_Material provided_
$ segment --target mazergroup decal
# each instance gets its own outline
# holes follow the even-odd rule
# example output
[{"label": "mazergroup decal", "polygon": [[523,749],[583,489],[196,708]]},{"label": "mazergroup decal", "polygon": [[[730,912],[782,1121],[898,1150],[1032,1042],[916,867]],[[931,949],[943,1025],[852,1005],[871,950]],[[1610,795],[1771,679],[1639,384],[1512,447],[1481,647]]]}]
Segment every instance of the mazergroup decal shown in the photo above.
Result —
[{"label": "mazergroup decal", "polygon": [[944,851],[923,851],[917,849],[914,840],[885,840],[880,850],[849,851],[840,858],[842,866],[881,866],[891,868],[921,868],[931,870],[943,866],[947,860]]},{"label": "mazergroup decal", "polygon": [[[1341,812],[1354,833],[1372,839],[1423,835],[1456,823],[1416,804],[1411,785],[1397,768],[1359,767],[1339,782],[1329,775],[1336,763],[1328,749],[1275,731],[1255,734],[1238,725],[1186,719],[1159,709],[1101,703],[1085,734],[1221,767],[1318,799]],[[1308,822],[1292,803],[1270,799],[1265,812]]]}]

_What to work on_
A word-for-word copy of the material above is required.

_Exercise result_
$ segment --target mazergroup decal
# each instance gets its own outline
# holes follow the even-odd rule
# example output
[{"label": "mazergroup decal", "polygon": [[523,749],[583,489],[196,708]]},{"label": "mazergroup decal", "polygon": [[[730,912],[782,1121],[898,1150],[1032,1042],[916,867]],[[931,949],[943,1025],[852,1005],[871,950]],[[1610,795],[1771,679],[1639,384],[1512,447],[1481,647]]]}]
Segment every instance of the mazergroup decal shown in the photo above.
Result —
[{"label": "mazergroup decal", "polygon": [[944,851],[923,851],[917,849],[914,840],[885,840],[880,850],[849,851],[840,858],[842,866],[881,866],[891,868],[921,868],[931,870],[943,866],[947,860]]},{"label": "mazergroup decal", "polygon": [[[1341,812],[1354,833],[1372,839],[1423,835],[1456,823],[1416,804],[1411,785],[1397,768],[1359,767],[1339,782],[1329,775],[1336,763],[1328,749],[1275,731],[1255,734],[1238,725],[1186,719],[1159,709],[1101,703],[1085,734],[1221,767],[1318,799]],[[1308,822],[1292,803],[1270,799],[1265,812]]]}]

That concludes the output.